Excerpts of location-labeling data:
_ _ _ _ _ _ _

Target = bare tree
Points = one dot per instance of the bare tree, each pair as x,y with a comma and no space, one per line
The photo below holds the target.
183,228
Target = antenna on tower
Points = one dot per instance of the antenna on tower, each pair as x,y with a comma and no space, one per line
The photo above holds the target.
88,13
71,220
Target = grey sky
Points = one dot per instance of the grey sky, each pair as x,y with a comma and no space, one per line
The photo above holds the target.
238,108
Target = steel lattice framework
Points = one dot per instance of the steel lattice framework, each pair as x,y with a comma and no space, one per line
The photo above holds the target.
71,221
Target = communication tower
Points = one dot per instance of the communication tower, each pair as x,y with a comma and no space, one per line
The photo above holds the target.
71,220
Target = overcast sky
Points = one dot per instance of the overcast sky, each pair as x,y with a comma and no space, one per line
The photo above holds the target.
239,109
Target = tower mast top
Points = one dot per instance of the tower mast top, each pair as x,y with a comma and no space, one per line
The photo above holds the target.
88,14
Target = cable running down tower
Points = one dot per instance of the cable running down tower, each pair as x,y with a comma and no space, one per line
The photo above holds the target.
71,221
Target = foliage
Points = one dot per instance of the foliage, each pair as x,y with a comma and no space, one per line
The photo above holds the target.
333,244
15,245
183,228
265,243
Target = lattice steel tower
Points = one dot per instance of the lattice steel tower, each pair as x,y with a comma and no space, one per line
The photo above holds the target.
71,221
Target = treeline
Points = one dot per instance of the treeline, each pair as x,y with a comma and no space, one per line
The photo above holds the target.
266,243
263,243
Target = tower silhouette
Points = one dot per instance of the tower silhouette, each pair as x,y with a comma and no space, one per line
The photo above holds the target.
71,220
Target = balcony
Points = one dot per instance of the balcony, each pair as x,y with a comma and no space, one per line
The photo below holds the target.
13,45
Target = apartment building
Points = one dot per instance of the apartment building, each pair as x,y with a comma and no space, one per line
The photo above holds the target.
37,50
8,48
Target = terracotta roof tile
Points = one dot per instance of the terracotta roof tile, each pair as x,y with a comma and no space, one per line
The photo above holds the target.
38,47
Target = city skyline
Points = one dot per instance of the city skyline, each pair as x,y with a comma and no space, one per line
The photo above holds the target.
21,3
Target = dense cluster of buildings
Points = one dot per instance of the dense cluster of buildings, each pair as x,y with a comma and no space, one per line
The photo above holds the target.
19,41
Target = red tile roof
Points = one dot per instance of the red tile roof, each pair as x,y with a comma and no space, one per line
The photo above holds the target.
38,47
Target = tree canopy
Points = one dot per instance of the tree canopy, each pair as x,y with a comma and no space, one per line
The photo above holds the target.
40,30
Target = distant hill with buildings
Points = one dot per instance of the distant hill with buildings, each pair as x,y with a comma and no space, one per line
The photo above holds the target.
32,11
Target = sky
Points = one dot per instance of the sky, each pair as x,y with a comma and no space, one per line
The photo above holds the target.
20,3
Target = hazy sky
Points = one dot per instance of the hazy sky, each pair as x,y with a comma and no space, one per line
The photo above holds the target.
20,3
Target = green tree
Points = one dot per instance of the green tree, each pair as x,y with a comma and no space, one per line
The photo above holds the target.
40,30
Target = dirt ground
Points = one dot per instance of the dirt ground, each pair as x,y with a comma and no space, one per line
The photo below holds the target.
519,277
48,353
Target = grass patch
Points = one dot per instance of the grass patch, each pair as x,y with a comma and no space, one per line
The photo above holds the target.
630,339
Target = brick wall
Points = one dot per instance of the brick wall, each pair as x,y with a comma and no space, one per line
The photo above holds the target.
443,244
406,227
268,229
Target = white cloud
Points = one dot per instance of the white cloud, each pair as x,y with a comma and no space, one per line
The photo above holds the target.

_ _ _ _ _ _ _

• **Work to do**: Turn the entries above into a single numbered list with one line per item, leaving out any blank lines.

• **Full answer**:
1. Target = bare tree
2. Points = one dot per instance of the bare tree, each pair as x,y with a comma and no space, one per line
3. The photo below holds the target.
4. 183,228
5. Target = antenna on tower
6. Points = one dot per instance of the antenna on tower, each pair as x,y with a comma and no space, one per line
7. The photo above holds the target.
8. 88,13
9. 71,220
10. Target = grey sky
11. Points = one dot per instance of the grey sky, each pair as x,y with a comma and no space, one per line
12. The photo above holds the target.
13. 238,108
14. Target = steel lattice framework
15. Points = one dot per instance of the steel lattice framework, each pair as x,y with a comma and no space, one per line
16. The photo above holds the target.
17. 71,221
18. Target = communication tower
19. Points = one dot per instance of the communication tower, each pair as x,y with a comma and no space, one per line
20. The photo above holds the target.
21. 71,220
22. Target = overcast sky
23. Points = one dot per instance of the overcast sky, each pair as x,y with a comma and no space, one per line
24. The photo above holds the target.
25. 239,109
26. Target = tower mast top
27. Points = one dot per instance of the tower mast top, each pair as x,y with a comma and no space, one per line
28. The photo above holds the target.
29. 88,14
30. Target = cable running down tower
31. Points = one dot per instance of the cable running down tower, each pair as x,y with a comma and no space, one per line
32. The photo above holds the target.
33. 71,221
34. Target = foliage
35. Points = one dot per instance of the foliage, each pair as x,y with a comma and no space, one per line
36. The photo above holds the target.
37. 333,244
38. 15,245
39. 183,228
40. 265,243
41. Target = lattice steel tower
42. Points = one dot per instance of the lattice steel tower, each pair as x,y with a comma and no space, one per line
43. The photo above holds the target.
44. 71,221
45. Target = treeline
46. Points = one dot per instance of the treeline, each pair as x,y with a comma and no space, one per line
47. The photo above holds the target.
48. 266,243
49. 263,243
50. Target = tower silhouette
51. Points = one dot per instance of the tower silhouette, each pair as x,y with a comma and no space, one per line
52. The photo above holds the target.
53. 71,220
54. Target = balcony
55. Points = one dot per instance of the balcony, each pair as x,y with a comma and no space, one per line
56. The photo below holds the target.
57. 13,45
58. Target = apartment building
59. Points = one dot per instance of the apartment building, each pair as x,y with a comma and no space, one per line
60. The photo above holds the target.
61. 37,50
62. 8,48
63. Target = terracotta roof tile
64. Points = one dot per instance of the terracotta roof tile, each pair as x,y with a comma and no space, one per line
65. The photo above holds the target.
66. 38,47
67. Target = city skyline
68. Points = one dot per instance of the city skyline, each pair as x,y with a comma and no space, one per line
69. The photo above holds the target.
70. 21,3
71. Target = dense cluster of buildings
72. Points = one dot per instance of the dense cluster of buildings, each pair as x,y with a comma and no space, one per line
73. The photo above holds the target.
74. 19,41
75. Target = red tile roof
76. Points = one dot per instance of the red tile roof, each pair as x,y with a comma and no space, one per line
77. The photo above holds the target.
78. 38,47
79. Target = tree canopy
80. Points = one dot per instance of the tree canopy, each pair as x,y with a comma and no space, one per line
81. The photo above holds the target.
82. 40,30
83. Target = distant hill with buildings
84. Points = one dot per instance of the distant hill with buildings, each pair as x,y with a comma and no space, one per line
85. The photo above holds the target.
86. 32,11
87. Target = sky
88. Points = one dot per instance of the sky, each pair as x,y with a comma and no space, one per line
89. The photo above holds the target.
90. 20,3
91. Target = hazy sky
92. Points = one dot per instance of the hazy sky, each pair as x,y with a comma and no space, one per line
93. The photo above holds the target.
94. 20,3
95. Target = green tree
96. Points = one dot per instance of the green tree, each pair as x,y with a comma and no space, one per line
97. The photo above holds the target.
98. 40,30
99. Target = dirt ground
100. Points = one dot per instance of the dirt ground, each pair as x,y with a comma and no space, one per line
101. The photo below holds the target.
102. 519,277
103. 48,353
104. Target = grass patch
105. Points = one dot per instance of the grass patch, each pair as x,y with a comma and no space, one per line
106. The photo above holds the target.
107. 630,339
108. Target = brick wall
109. Points = one dot per instance of the brick wall, each pair as x,y with a comma and no space, one per line
110. The photo above holds the target.
111. 443,244
112. 406,227
113. 268,229
114. Target = white cloud
115. Points = one dot per instance of the white cloud, each pair as x,y with a comma and no space, one per line
116. The photo above holds the target.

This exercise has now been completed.